GIVEN ENTRIES START

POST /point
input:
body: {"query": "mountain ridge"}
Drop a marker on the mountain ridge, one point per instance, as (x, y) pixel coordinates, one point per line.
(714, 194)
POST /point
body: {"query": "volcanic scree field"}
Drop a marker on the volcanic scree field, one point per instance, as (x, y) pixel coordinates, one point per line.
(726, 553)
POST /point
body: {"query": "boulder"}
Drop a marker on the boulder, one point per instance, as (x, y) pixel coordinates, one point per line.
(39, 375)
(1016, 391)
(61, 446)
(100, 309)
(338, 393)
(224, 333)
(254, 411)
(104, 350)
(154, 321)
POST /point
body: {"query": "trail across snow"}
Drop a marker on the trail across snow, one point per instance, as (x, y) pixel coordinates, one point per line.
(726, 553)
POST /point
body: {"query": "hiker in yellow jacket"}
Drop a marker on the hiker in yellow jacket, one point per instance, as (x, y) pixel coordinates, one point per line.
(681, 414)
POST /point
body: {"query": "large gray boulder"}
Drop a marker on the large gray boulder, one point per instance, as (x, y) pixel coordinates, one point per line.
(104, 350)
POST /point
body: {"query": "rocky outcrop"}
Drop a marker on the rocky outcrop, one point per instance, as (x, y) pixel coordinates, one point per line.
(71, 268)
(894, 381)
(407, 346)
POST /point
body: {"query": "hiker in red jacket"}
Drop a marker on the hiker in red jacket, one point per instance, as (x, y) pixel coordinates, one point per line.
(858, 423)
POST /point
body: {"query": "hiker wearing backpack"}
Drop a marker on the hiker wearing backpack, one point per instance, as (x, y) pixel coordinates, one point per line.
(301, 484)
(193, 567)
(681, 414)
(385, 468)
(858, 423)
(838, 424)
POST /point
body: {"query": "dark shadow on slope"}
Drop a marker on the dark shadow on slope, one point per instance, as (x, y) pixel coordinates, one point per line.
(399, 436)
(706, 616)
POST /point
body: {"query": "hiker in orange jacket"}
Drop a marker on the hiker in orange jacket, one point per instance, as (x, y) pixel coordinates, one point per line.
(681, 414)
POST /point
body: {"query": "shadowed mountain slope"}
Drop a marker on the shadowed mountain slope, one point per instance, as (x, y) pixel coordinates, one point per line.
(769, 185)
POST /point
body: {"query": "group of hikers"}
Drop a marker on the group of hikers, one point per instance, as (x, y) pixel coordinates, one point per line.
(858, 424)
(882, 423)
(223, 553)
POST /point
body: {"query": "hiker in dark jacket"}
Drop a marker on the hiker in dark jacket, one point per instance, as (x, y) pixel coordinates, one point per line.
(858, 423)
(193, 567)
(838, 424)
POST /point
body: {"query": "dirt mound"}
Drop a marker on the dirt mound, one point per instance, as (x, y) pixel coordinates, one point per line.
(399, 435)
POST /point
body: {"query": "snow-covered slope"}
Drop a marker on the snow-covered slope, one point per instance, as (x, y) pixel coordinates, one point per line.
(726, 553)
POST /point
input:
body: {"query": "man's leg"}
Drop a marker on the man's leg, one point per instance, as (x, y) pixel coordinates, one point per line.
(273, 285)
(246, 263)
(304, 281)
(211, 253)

GIVEN ENTRIES END

YOUR GOAL: Copy the entries word for word. Leave nothing out.

SOLUTION:
POST /point
input:
body: {"query": "mountain ridge"}
Drop a marker on the mountain ridge, one point per instance, as (x, y) pixel coordinates, one point per line.
(714, 194)
POST /point
body: {"query": "volcanic scree field"}
Drop a marker on the volcanic scree field, one point per instance, as (x, y) pixel coordinates, one point per line.
(726, 553)
POST /point
body: {"query": "boulder"}
Drop a marker on the boulder, one point per instance, as (x, y) pixel coordinates, one point per line.
(39, 375)
(1016, 391)
(61, 446)
(100, 309)
(338, 393)
(224, 333)
(254, 411)
(104, 350)
(154, 321)
POST /point
body: {"query": "trail across snow"}
Drop a marker on the trail across snow, one point per instance, as (x, y) pixel coordinates, one point per line.
(726, 553)
POST /point
body: {"query": "hiker in yellow jacket"}
Drop a marker on the hiker in yellow jacket, one point per instance, as (x, y) pixel coordinates, one point per line.
(681, 414)
POST /point
body: {"query": "large gray boulder"}
Drop a marker on the large gray boulder, one point per instance, as (x, y) pixel coordinates, one point per line.
(104, 350)
POST /point
body: {"query": "rocky outcrop"}
Drop a marker on the rocky outcrop, one point per instance, as (x, y) pixel coordinates, one point per line.
(71, 268)
(894, 381)
(407, 346)
POST /point
body: {"query": "hiker in red jacket"}
Drop a marker on the hiker in red jacket, one point per instance, as (x, y) pixel coordinates, one point per line.
(858, 423)
POST /point
body: {"query": "hiker wearing backpack"}
Drop a marker on the hiker wearing backpack, one point per instance, as (x, y) pixel coordinates, one point per line.
(301, 484)
(193, 567)
(681, 414)
(385, 468)
(858, 423)
(838, 424)
POST /point
body: {"query": "dark shadow on slope"}
Drop a marker on the dark shadow on slope, one point per instance, as (x, y) pixel coordinates, one point per line.
(399, 436)
(706, 616)
POST /point
body: {"query": "hiker in orange jacket"}
Drop a marker on the hiker in orange jacket, one point per instance, as (x, y) pixel coordinates, one point per line.
(681, 414)
POST /point
body: {"query": "shadowed mountain slope"}
Drop a marker on the shadowed mountain slope, one point per instance, as (x, y) pixel coordinates, one point per line.
(769, 185)
POST /point
body: {"query": "group of hikers"}
Drop a marker on the group of hikers, one point per instance, as (x, y) pixel coordinates, one point per line.
(858, 424)
(882, 423)
(223, 553)
POST /point
body: {"query": "hiker in dark jacket"}
Drop a marker on the hiker in dark jacket, one point per instance, as (x, y) pixel coordinates, one point per line.
(858, 423)
(193, 567)
(838, 424)
POST /point
body: {"query": "dirt mound"}
Drop a marker on the dirt mound, one point per instance, as (x, y) pixel coordinates, one point per line.
(399, 435)
POST /point
body: {"query": "snow-covered slope"}
Drop a marker on the snow-covered slope, one point per instance, as (x, y) pixel coordinates, one point per line.
(726, 553)
POST /point
input:
body: {"query": "man's leg"}
Drop a marker on the man's leg, one point per instance, as (x, y) pixel coordinates, one point per line.
(273, 285)
(246, 263)
(304, 281)
(211, 253)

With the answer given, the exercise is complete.